== Segment start ==

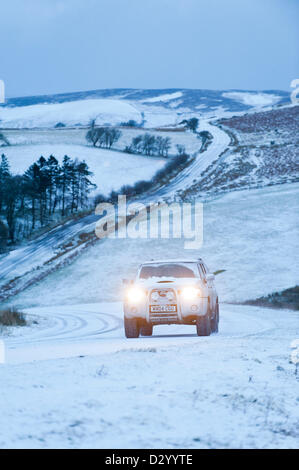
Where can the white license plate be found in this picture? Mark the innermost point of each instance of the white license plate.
(162, 308)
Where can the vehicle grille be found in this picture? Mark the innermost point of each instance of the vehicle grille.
(163, 317)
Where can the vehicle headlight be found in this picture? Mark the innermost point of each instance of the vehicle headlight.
(190, 293)
(135, 294)
(155, 296)
(170, 295)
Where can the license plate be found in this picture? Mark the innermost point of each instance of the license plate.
(162, 308)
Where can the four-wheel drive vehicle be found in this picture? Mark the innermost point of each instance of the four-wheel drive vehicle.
(166, 292)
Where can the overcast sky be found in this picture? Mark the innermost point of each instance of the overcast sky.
(52, 46)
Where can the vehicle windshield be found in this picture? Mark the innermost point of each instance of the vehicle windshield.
(178, 270)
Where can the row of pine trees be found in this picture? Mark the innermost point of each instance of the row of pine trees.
(47, 191)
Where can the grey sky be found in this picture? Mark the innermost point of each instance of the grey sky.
(49, 46)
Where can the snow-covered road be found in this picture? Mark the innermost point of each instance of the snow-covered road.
(234, 389)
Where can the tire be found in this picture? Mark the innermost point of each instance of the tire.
(215, 319)
(132, 328)
(203, 325)
(146, 329)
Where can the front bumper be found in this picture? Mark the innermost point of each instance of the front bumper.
(186, 311)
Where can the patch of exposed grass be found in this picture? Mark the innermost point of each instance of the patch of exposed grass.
(12, 317)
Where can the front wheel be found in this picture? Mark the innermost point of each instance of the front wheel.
(203, 325)
(132, 329)
(146, 329)
(215, 319)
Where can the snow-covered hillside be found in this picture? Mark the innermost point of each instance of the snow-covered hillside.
(147, 107)
(252, 235)
(111, 169)
(263, 151)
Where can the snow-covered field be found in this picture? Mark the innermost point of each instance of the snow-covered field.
(251, 234)
(232, 390)
(73, 113)
(73, 380)
(111, 169)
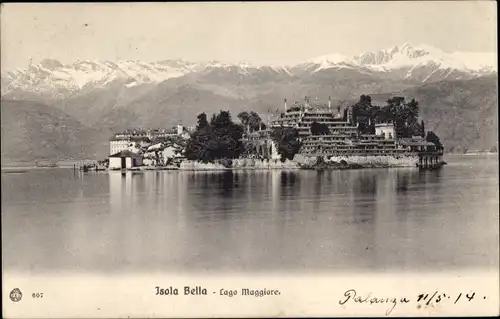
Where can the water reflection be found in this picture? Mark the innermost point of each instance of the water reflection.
(376, 219)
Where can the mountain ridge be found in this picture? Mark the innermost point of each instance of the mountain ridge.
(408, 63)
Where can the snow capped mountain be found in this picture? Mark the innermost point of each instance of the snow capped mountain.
(405, 63)
(421, 59)
(52, 76)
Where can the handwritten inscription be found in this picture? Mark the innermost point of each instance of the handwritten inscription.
(353, 296)
(422, 299)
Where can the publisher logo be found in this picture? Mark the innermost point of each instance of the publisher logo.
(16, 295)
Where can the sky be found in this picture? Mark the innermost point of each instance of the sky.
(275, 33)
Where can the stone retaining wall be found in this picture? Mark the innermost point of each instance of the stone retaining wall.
(238, 164)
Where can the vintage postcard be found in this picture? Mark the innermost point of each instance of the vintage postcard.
(249, 159)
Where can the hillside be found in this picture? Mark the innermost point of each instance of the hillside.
(464, 114)
(33, 131)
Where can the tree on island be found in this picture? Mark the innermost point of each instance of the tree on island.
(251, 121)
(319, 128)
(219, 139)
(287, 142)
(433, 138)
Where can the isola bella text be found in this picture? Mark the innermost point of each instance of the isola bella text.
(200, 291)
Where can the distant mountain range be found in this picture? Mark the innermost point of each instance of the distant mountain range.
(105, 96)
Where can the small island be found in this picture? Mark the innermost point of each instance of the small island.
(303, 136)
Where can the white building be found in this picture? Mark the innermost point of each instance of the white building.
(385, 129)
(117, 145)
(124, 159)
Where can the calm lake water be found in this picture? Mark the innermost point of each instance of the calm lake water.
(362, 220)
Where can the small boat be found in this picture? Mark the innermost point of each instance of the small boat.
(14, 171)
(45, 164)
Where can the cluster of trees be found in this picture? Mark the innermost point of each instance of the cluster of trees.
(251, 121)
(403, 114)
(219, 139)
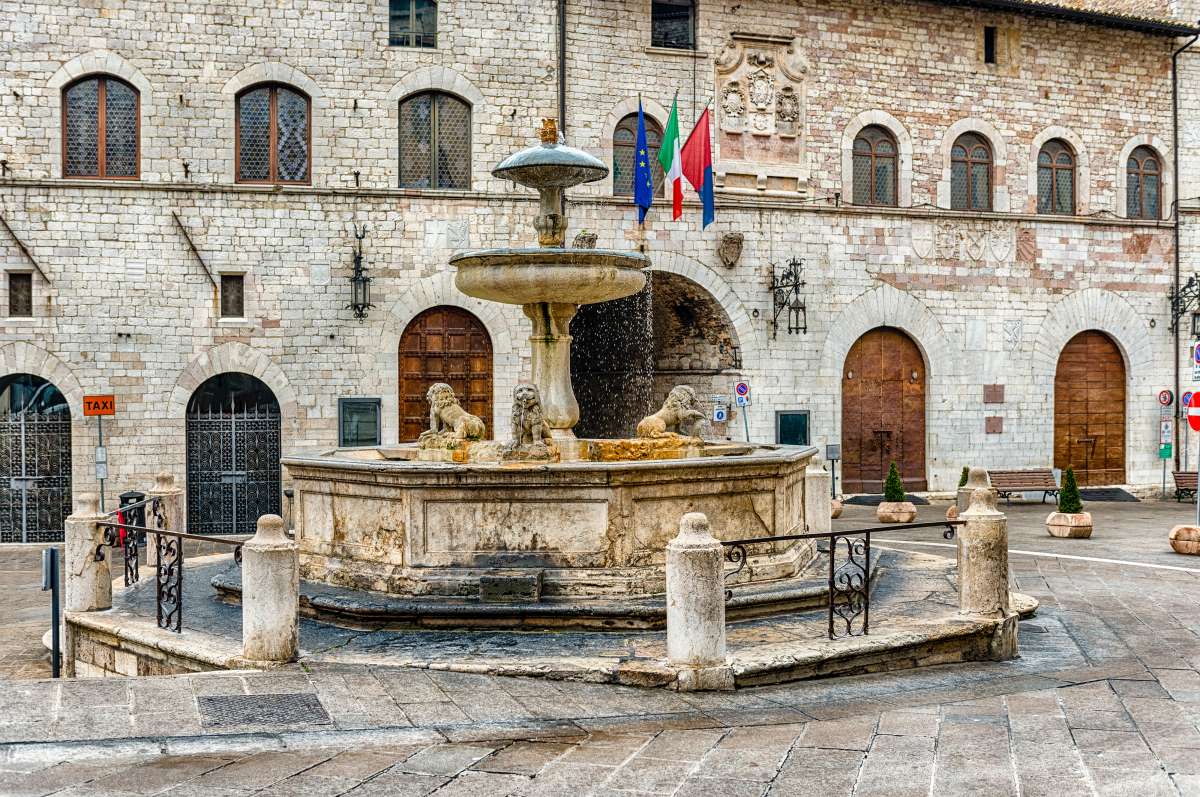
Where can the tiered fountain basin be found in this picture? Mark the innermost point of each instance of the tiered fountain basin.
(553, 534)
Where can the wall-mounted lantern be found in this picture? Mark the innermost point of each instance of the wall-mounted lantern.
(785, 288)
(360, 283)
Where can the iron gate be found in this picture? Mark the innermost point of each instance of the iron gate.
(35, 475)
(233, 468)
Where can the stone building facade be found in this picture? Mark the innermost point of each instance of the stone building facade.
(126, 275)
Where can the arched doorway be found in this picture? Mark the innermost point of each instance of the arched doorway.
(883, 412)
(1089, 409)
(628, 354)
(444, 345)
(35, 460)
(233, 455)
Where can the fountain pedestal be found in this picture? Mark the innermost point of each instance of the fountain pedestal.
(550, 346)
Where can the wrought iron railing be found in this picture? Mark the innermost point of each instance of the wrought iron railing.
(126, 528)
(850, 581)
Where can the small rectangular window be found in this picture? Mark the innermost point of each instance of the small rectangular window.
(673, 24)
(358, 421)
(233, 295)
(21, 295)
(413, 23)
(792, 427)
(989, 45)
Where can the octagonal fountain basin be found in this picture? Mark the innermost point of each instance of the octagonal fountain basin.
(526, 276)
(378, 520)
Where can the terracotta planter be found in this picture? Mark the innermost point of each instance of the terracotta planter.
(1075, 526)
(895, 511)
(1186, 539)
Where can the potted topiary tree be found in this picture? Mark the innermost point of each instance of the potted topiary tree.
(894, 509)
(953, 511)
(1071, 520)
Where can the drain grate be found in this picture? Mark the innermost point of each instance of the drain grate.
(229, 711)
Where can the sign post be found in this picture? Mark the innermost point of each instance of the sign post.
(99, 407)
(742, 390)
(1165, 430)
(51, 583)
(1194, 423)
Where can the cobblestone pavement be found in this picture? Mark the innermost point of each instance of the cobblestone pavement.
(27, 615)
(1105, 700)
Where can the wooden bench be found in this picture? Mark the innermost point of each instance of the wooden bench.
(1185, 485)
(1006, 483)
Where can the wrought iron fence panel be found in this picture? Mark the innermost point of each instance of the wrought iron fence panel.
(849, 569)
(169, 582)
(850, 586)
(35, 477)
(233, 469)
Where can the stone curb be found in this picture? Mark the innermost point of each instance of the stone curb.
(48, 753)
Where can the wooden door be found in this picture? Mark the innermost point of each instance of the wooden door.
(1089, 409)
(444, 345)
(883, 412)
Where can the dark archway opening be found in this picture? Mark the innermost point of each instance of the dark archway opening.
(35, 460)
(628, 354)
(234, 430)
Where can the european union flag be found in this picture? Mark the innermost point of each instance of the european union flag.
(643, 179)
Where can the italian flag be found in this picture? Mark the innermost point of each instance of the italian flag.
(672, 160)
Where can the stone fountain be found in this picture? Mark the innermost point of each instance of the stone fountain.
(544, 527)
(551, 282)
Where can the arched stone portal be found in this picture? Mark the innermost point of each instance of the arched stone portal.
(628, 354)
(448, 345)
(234, 430)
(883, 412)
(35, 460)
(1090, 409)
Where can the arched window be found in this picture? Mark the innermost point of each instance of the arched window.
(971, 173)
(100, 129)
(435, 142)
(1144, 184)
(624, 145)
(875, 167)
(274, 135)
(1056, 178)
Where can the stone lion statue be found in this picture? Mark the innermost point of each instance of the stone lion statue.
(448, 419)
(531, 432)
(681, 414)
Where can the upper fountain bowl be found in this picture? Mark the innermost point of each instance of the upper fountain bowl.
(522, 276)
(551, 166)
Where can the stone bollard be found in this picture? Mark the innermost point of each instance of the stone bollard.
(977, 479)
(89, 582)
(817, 501)
(270, 593)
(696, 607)
(983, 570)
(172, 509)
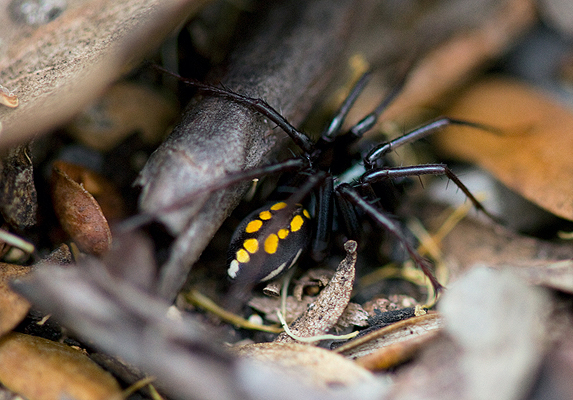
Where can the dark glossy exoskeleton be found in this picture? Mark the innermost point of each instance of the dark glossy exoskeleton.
(270, 240)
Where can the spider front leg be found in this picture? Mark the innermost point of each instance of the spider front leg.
(380, 174)
(351, 195)
(419, 133)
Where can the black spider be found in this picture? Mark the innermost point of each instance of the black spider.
(270, 239)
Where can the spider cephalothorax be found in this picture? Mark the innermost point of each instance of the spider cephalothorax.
(271, 239)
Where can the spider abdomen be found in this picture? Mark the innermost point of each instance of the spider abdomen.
(268, 242)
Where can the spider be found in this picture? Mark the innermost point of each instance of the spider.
(270, 239)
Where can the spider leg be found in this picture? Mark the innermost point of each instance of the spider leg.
(350, 194)
(228, 180)
(261, 106)
(421, 132)
(323, 220)
(380, 174)
(333, 129)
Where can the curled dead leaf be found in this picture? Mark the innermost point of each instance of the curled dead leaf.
(41, 369)
(322, 315)
(18, 197)
(78, 212)
(532, 155)
(13, 307)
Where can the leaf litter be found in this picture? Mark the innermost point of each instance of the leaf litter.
(490, 336)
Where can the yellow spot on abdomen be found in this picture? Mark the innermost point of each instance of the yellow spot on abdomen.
(242, 256)
(271, 244)
(278, 206)
(296, 223)
(265, 215)
(254, 226)
(251, 245)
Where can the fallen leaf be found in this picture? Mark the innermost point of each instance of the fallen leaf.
(78, 212)
(41, 369)
(18, 198)
(495, 335)
(406, 330)
(531, 154)
(129, 323)
(13, 307)
(57, 64)
(322, 315)
(447, 67)
(306, 364)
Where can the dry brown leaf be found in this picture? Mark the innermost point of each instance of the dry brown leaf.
(447, 67)
(78, 212)
(532, 155)
(311, 365)
(13, 307)
(41, 369)
(57, 66)
(322, 315)
(18, 198)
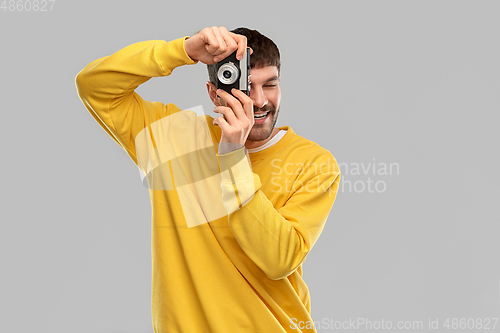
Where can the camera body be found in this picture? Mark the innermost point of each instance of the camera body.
(234, 73)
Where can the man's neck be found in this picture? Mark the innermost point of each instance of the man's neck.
(255, 144)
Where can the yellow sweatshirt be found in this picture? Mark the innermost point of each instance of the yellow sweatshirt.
(229, 232)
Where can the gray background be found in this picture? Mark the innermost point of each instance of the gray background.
(409, 82)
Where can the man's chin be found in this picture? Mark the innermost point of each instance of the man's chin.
(260, 134)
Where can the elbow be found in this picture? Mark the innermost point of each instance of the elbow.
(282, 270)
(80, 82)
(278, 274)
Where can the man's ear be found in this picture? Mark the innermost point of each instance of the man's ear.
(212, 92)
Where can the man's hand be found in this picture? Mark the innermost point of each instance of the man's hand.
(237, 120)
(211, 45)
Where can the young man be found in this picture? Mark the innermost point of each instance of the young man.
(237, 204)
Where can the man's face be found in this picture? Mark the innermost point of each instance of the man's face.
(265, 93)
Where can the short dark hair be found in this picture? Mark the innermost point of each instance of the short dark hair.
(265, 52)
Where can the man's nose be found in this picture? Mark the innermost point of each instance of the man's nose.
(258, 97)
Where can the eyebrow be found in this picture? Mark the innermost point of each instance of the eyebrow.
(274, 78)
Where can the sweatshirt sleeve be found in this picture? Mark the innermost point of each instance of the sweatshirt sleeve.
(277, 240)
(106, 87)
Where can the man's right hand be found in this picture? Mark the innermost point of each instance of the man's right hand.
(211, 45)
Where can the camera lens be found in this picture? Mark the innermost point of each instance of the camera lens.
(228, 73)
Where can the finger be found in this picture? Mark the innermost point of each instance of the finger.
(222, 44)
(230, 43)
(228, 114)
(211, 42)
(242, 44)
(246, 101)
(224, 126)
(232, 102)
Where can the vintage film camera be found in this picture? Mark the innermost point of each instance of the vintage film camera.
(233, 73)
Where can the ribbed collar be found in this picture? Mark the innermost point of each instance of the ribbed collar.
(276, 147)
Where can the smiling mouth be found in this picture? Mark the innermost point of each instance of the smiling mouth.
(261, 115)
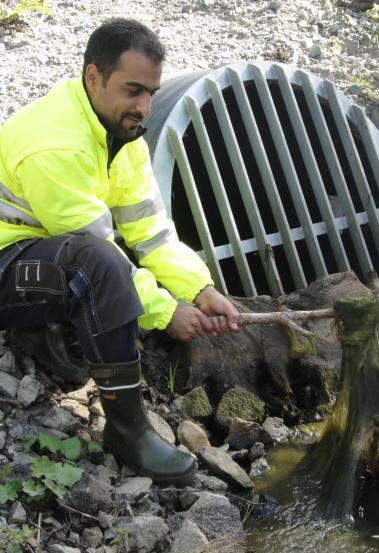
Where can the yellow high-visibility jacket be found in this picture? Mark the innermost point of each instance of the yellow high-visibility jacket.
(55, 178)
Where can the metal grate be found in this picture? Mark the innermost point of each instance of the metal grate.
(270, 174)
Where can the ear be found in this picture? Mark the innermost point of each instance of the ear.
(92, 77)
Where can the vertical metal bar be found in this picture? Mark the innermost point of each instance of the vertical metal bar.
(336, 172)
(220, 195)
(289, 170)
(365, 129)
(245, 188)
(180, 155)
(267, 178)
(312, 168)
(354, 161)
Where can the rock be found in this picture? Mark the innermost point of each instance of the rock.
(57, 417)
(29, 390)
(238, 402)
(145, 532)
(256, 451)
(192, 436)
(57, 548)
(189, 539)
(221, 464)
(315, 51)
(9, 384)
(258, 467)
(75, 408)
(211, 483)
(196, 403)
(17, 514)
(133, 487)
(278, 431)
(90, 495)
(243, 434)
(216, 516)
(93, 537)
(161, 427)
(97, 409)
(8, 362)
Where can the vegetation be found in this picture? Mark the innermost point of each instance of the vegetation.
(54, 472)
(9, 18)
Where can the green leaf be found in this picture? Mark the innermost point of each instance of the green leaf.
(28, 442)
(44, 467)
(33, 488)
(9, 491)
(71, 448)
(69, 475)
(57, 488)
(94, 447)
(49, 442)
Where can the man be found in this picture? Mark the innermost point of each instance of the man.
(69, 163)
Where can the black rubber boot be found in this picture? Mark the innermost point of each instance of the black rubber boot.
(128, 433)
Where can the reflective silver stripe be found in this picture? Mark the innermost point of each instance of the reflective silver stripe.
(6, 193)
(101, 227)
(113, 388)
(8, 211)
(132, 213)
(165, 236)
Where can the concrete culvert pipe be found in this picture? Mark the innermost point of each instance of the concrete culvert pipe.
(269, 173)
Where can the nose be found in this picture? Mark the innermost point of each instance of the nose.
(144, 103)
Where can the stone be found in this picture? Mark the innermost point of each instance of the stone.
(133, 487)
(57, 417)
(221, 464)
(9, 384)
(216, 516)
(315, 51)
(96, 428)
(17, 514)
(258, 467)
(96, 408)
(145, 532)
(75, 408)
(29, 390)
(256, 451)
(196, 404)
(57, 548)
(278, 431)
(211, 483)
(90, 495)
(161, 427)
(93, 537)
(192, 436)
(243, 434)
(8, 362)
(239, 402)
(189, 539)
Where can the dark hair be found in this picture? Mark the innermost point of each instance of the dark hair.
(116, 36)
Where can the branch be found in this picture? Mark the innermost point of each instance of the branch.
(286, 318)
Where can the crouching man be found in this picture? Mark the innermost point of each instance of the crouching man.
(71, 164)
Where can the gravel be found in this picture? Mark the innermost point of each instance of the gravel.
(331, 42)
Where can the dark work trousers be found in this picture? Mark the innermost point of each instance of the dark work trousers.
(77, 278)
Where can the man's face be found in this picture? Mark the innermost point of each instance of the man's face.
(125, 99)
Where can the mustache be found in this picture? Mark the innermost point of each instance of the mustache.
(133, 115)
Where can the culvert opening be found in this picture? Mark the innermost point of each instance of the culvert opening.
(273, 178)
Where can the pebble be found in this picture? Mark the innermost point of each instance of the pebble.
(200, 34)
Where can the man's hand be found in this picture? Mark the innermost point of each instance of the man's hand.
(188, 323)
(213, 304)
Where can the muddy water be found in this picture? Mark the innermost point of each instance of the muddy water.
(298, 526)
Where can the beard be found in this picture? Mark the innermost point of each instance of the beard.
(119, 130)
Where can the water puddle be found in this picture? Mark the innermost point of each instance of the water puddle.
(297, 525)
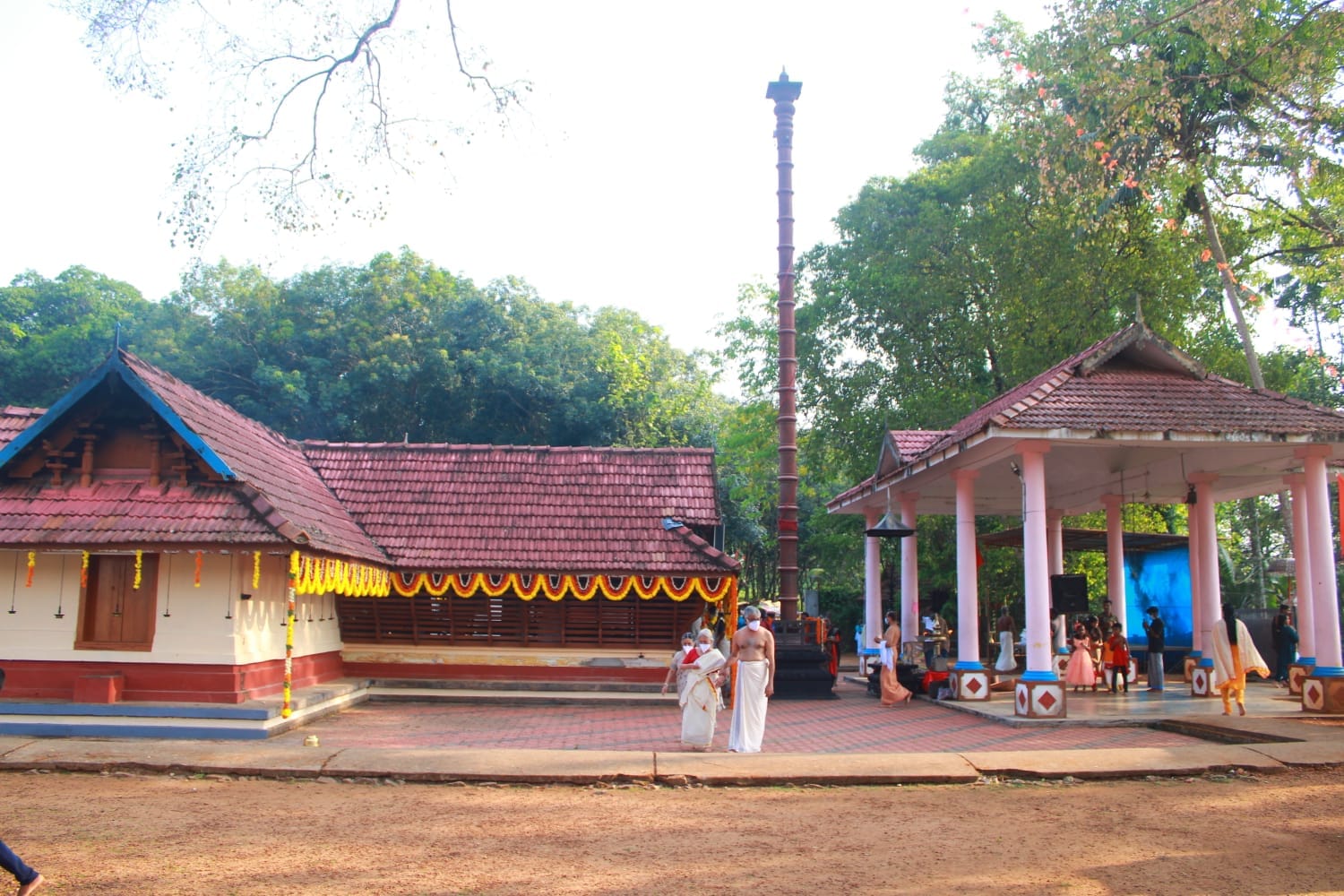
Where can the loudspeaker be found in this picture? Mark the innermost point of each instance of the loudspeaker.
(1069, 592)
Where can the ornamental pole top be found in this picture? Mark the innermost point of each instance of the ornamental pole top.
(784, 90)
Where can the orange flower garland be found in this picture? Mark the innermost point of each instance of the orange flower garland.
(556, 587)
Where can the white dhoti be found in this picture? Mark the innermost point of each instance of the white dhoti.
(701, 702)
(1007, 661)
(749, 705)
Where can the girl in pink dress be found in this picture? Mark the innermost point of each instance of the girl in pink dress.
(1080, 672)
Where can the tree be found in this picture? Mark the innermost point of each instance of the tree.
(56, 331)
(962, 280)
(301, 101)
(1190, 108)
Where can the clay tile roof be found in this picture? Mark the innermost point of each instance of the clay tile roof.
(16, 419)
(530, 509)
(1136, 382)
(126, 514)
(271, 473)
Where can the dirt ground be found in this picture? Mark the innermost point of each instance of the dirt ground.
(129, 834)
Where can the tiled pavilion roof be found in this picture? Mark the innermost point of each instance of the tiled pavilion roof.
(1129, 416)
(566, 509)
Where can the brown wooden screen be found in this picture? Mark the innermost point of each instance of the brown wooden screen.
(508, 621)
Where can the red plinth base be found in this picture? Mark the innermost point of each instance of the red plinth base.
(969, 684)
(1039, 699)
(1296, 672)
(1322, 694)
(99, 688)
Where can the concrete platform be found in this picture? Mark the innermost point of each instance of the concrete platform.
(849, 740)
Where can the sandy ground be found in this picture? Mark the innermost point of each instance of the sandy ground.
(124, 833)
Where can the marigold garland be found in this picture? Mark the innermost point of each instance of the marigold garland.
(327, 575)
(526, 586)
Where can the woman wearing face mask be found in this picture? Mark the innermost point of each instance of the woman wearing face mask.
(701, 699)
(676, 670)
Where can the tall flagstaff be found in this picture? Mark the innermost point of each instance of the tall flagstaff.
(784, 93)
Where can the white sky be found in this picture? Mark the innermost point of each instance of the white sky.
(642, 174)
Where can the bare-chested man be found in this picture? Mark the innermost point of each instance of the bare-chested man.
(753, 650)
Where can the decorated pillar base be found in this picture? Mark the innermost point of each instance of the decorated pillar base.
(969, 684)
(1296, 672)
(1202, 683)
(1322, 694)
(1039, 699)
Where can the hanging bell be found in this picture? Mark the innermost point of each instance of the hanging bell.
(889, 527)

== Segment end ==

Your output should be an exact copy of the lines from the one containing "Where can the tiled" through the last line of the data above.

Where can the tiled pavilion roof be found in this picture? Mark the innermost point of each instance of the tiled pavilion roof.
(1129, 416)
(566, 509)
Where can the brown wooden screen be found in this picture? Mark the innermost point of each instance of the brown wooden screen.
(508, 621)
Where can the red plinth base be found in this picture? Mark the innermost point of each instance of the red plinth base.
(969, 684)
(1039, 699)
(1296, 672)
(1322, 694)
(99, 688)
Where can the concrete platform be found in this picture? Mark the innermost point of each instance of the concrete platform.
(849, 740)
Where can the sandy ground be found in this picture? Mark the innermost point of each instance of the sandy ground.
(124, 833)
Where can the marigold garland be found in this picture? Mark the innermost point of each instance of the marigold garland.
(327, 575)
(526, 586)
Where can the woman wearing face mask be found in this picture? Mark the innermost point of each instance of the woman wearing face mask.
(701, 699)
(676, 670)
Where can the tall flagstaff be found in this picture? Mark the innermost point of each instance of the tall flagstaff.
(784, 93)
Where can the white sky be found in this picture? Mark the innermost point of each instance of the white sky.
(642, 174)
Where can the bare-chested man be found in this picture? Mark the innermost point of each instance of the bare-chested man.
(753, 650)
Where can the decorated pillar base be found in this picture? Mark the innermost point of each instance of the decorated pillar base.
(969, 684)
(1296, 672)
(1202, 683)
(1322, 694)
(1039, 699)
Where can the hanging bell be found in this picture? Mark the innermost point of each instance of the hanging bell.
(889, 527)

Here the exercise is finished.